→ Extract provided:
++++++

Red, blistering skin rash

Necrolytic migratory erythema (NME) is a red, blistering rash that spreads across the skin. It particularly affects the skin around the mouth and distal extremities; but may also be found on the lower abdomen, buttocks, perineum, and groin. It is strongly associated with glucagonoma, a glucagon-producing tumor of the pancreas, but is also seen in a number of other conditions including liver disease and intestinal malabsorption.

==Signs and symptoms==
===Clinical features===
NME features a characteristic skin eruption of red patches with irregular borders, intact and ruptured vesicles, and crust formation. It commonly affects the limbs and skin surrounding the lips, although less commonly the abdomen, perineum, thighs, buttocks, and groin may be affected. Frequently these areas may be left dry or fissured as a result. All stages of lesion development may be observed synchronously. The initial eruption may be exacerbated by pressure or trauma to the affected areas.

===Associated conditions===
William Becker first described an association between NME and glucagonoma in 1942 and since then, NME has been described in as many as 70% of persons with a glucagonoma. NME is considered part of the glucagonoma syndrome, which is associated with hyperglucagonemia, diabetes mellitus, and hypoaminoacidemia.

++++++

[Referring expression data]

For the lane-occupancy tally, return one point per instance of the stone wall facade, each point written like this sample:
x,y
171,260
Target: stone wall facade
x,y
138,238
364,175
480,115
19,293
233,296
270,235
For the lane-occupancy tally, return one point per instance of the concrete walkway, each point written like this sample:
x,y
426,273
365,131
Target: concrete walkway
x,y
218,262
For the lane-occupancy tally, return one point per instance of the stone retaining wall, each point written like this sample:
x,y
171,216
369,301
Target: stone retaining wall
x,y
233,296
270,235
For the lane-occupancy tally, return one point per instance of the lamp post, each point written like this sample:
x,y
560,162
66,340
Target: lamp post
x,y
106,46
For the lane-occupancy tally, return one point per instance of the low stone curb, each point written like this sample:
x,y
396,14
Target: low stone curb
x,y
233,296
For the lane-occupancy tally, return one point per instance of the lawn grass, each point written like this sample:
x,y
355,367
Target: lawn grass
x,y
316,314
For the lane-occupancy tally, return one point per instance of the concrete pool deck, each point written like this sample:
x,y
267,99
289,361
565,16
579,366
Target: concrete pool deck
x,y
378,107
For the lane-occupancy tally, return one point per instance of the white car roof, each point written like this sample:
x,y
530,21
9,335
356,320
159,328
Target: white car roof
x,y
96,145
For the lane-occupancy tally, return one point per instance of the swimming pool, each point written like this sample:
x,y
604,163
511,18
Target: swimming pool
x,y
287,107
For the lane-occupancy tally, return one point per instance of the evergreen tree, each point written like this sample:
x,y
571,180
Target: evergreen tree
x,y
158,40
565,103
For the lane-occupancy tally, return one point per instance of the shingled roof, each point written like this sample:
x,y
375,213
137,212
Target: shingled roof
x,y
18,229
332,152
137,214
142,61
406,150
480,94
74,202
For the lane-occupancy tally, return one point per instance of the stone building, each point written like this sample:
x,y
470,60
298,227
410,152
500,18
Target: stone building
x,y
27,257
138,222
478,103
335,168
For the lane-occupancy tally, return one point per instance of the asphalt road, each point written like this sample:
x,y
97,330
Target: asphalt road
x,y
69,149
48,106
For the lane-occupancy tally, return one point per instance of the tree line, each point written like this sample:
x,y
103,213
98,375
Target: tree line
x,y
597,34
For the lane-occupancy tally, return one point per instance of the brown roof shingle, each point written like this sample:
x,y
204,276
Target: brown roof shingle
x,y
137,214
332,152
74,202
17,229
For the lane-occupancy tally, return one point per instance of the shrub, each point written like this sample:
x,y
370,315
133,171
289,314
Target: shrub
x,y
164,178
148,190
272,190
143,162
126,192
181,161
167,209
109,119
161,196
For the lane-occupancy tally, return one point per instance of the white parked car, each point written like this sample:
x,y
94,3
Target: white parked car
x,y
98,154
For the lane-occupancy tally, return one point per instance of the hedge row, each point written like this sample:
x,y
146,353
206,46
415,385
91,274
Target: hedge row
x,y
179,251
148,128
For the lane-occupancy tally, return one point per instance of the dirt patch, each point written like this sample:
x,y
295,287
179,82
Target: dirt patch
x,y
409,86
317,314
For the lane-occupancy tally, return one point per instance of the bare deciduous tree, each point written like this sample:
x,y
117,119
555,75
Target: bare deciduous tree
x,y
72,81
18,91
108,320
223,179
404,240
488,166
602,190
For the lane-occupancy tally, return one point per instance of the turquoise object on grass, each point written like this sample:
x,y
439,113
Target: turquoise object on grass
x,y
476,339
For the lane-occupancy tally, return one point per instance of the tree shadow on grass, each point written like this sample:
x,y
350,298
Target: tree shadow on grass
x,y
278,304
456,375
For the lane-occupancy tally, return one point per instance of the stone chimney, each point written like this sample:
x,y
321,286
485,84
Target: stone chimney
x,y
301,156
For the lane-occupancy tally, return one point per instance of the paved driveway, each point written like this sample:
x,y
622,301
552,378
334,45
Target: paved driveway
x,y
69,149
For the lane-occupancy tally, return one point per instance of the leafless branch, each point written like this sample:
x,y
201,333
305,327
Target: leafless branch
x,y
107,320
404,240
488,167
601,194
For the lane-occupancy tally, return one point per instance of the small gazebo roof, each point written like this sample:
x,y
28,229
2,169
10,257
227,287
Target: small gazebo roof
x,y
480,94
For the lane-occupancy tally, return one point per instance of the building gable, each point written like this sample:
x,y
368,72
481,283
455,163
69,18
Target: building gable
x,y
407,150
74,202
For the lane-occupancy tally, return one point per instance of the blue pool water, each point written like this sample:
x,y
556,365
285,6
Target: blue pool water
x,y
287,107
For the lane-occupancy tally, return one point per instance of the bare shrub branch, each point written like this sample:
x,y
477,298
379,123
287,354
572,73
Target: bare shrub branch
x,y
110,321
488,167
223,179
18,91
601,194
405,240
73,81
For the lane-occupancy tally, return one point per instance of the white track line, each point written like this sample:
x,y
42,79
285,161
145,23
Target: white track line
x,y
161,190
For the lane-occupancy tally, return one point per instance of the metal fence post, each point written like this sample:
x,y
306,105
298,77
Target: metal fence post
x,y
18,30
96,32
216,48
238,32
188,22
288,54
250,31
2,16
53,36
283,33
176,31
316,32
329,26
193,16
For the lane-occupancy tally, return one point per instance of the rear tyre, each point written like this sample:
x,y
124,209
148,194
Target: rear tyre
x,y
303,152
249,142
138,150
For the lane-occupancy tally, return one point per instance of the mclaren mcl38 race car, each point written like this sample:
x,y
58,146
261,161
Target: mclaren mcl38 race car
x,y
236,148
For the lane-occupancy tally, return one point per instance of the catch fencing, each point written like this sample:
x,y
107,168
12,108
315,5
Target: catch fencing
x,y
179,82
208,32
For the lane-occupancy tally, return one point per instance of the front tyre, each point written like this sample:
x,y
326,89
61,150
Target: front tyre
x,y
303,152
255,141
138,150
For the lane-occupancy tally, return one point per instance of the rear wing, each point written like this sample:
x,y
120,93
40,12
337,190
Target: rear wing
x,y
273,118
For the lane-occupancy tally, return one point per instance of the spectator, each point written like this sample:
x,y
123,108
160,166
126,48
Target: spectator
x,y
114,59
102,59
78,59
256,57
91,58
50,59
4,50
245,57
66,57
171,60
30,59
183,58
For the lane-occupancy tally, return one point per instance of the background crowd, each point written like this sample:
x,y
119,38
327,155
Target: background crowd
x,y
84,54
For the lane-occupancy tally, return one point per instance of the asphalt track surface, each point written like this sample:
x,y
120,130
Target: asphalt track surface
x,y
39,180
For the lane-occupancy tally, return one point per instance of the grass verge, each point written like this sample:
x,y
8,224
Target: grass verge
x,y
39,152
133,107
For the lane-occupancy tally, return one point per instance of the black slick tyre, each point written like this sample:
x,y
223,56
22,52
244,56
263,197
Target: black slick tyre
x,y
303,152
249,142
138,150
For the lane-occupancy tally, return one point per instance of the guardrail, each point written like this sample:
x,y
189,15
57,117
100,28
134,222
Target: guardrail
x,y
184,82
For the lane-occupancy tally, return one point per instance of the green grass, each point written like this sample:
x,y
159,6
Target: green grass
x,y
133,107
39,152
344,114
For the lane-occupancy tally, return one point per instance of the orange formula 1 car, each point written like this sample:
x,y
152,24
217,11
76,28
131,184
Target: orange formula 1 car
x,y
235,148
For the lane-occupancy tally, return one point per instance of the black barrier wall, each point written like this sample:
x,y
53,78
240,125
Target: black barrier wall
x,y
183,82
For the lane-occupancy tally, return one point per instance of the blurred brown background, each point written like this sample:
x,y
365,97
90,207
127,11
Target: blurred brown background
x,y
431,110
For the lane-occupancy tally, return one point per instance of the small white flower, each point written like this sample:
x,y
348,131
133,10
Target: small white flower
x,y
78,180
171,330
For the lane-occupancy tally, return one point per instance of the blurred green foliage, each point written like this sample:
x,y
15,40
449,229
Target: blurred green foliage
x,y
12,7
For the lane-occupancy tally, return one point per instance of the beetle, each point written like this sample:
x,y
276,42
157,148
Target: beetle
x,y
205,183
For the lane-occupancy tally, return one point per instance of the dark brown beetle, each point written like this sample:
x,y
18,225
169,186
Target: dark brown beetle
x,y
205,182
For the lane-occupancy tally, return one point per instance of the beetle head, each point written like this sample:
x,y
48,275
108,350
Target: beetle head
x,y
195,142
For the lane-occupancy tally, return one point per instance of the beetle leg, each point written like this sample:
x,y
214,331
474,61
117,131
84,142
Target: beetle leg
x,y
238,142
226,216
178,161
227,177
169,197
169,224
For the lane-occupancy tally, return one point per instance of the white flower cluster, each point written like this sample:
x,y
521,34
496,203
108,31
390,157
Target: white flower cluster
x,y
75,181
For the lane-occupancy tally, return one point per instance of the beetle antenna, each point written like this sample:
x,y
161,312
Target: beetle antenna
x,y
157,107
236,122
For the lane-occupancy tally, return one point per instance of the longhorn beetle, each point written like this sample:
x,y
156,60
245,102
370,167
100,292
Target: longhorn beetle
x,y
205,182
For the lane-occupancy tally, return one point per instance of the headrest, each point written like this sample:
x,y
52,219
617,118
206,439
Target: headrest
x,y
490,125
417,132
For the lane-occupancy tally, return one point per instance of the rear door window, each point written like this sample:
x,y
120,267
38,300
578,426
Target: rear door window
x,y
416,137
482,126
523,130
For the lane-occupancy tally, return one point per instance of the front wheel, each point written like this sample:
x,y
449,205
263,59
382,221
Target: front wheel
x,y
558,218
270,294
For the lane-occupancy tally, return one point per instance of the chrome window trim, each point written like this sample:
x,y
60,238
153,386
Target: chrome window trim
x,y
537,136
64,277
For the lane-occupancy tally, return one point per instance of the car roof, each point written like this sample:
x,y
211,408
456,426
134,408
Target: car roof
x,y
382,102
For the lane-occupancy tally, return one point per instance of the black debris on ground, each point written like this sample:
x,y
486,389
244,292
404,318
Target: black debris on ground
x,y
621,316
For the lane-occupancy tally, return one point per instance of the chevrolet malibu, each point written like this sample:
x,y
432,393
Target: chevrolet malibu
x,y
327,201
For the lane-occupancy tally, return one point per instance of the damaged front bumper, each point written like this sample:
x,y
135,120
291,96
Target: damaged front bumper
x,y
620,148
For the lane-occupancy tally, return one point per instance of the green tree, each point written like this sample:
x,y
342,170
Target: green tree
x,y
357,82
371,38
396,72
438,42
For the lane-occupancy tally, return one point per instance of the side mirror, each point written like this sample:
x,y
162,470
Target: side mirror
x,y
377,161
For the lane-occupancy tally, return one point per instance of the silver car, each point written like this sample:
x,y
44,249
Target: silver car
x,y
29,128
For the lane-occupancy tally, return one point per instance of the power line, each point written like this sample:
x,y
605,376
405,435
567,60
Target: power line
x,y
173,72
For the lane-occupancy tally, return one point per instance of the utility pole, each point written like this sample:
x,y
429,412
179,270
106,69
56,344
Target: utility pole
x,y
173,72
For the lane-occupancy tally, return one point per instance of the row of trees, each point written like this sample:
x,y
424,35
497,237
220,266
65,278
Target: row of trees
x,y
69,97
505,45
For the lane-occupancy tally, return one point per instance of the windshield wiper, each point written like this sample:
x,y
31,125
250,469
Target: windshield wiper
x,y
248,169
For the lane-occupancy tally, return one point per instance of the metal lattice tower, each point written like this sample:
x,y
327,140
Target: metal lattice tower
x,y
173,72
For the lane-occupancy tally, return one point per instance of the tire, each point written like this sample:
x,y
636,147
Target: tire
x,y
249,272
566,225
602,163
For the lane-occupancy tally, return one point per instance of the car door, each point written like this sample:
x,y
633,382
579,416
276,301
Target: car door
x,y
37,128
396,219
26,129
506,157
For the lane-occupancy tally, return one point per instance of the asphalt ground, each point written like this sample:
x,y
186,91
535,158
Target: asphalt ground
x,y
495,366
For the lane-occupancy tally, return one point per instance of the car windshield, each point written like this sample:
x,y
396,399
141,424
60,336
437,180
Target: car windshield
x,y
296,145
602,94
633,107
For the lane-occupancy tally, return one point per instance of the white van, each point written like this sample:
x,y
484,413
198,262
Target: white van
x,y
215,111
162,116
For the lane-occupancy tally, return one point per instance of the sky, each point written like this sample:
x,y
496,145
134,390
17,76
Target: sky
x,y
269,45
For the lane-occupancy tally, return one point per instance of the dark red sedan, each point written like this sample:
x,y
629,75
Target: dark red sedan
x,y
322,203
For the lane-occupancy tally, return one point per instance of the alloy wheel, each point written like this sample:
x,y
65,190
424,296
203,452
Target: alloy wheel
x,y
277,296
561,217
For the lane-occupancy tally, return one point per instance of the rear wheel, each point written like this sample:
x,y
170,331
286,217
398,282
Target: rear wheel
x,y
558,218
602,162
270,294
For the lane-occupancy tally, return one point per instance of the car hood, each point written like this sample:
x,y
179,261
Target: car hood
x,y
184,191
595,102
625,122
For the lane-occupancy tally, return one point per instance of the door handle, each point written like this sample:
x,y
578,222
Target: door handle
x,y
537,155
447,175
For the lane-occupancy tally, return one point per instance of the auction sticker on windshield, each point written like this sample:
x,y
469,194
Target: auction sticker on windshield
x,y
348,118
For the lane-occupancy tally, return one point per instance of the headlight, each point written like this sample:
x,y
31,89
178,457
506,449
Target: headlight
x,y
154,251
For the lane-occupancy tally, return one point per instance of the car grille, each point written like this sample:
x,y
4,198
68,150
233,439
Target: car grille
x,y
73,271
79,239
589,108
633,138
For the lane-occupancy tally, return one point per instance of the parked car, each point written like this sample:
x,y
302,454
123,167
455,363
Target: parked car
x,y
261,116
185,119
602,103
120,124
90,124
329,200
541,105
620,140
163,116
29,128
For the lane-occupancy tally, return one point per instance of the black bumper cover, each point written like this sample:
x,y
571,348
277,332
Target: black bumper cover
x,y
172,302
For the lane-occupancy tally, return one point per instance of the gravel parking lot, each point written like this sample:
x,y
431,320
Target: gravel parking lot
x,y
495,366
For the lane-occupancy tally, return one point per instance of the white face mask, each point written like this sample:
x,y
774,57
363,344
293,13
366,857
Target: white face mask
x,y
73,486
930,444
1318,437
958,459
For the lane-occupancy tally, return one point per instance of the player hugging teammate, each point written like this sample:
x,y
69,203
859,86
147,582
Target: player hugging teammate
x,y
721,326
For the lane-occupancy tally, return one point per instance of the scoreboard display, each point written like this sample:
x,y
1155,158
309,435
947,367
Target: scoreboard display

++++++

→ Required actions:
a – For each statement, say whether it agrees with the passage on necrolytic migratory erythema, answering yes or no and quoting the words of the passage that decide it: (i) NME is strongly associated with a glucagon-producing tumor of the pancreas; (ii) an association between NME and glucagonoma was first described in 1952; (iii) lesions at all stages of development may be seen at the same time.
b – Resume the passage on necrolytic migratory erythema, picking up after its last sentence.
The listing is separate material, unrelated to the passage on necrolytic migratory erythema.

→ Answers to this exercise:
a –
(i) Yes: "It is strongly associated with glucagonoma, a glucagon-producing tumor of the pancreas"
(ii) No: "William Becker first described an association between NME and glucagonoma in 1942"
(iii) Yes: "All stages of lesion development may be observed synchronously."

b –
When NME is identified in the absence of a glucagonoma, it may be considered "pseudoglucagonoma syndrome". Less common than NME with glucagonoma, pseudoglucagonoma syndrome may occur in a number of systemic disorders:
- Celiac disease
- Ulcerative colitis
- Crohn's disease
- Hepatic cirrhosis
- Hepatocellular carcinoma
- Lung cancer, including small cell lung cancer
- Tumors that secrete insulin- or insulin-like growth factor 2
- Duodenal cancer

==Cause==
The cause of NME is unknown, although various mechanisms have been suggested. These include hyperglucagonemia, zinc deficiency, fatty acid deficiency, hypoaminoacidemia, and liver disease.

==Mechanism==
The pathogenesis is also unknown.

==Diagnosis==
===Histology===
The histopathologic features of NME are nonspecific and include:
- epidermal necrosis
- subcorneal pustules
- confluent parakeratosis, epidermal hyperplasia, and marked papillary dermal hyperplasia in a psoriasiform pattern
- angioplasia of papillary dermis
- suppurative folliculitis

The vacuolated, pale, swollen epidermal cells and necrosis of the superficial epidermis are most characteristic. Immunofluorescence is usually negative.

==Management==
Managing the original condition, glucagonoma, by octreotide or surgery. After resection, the rash typically resolves within days.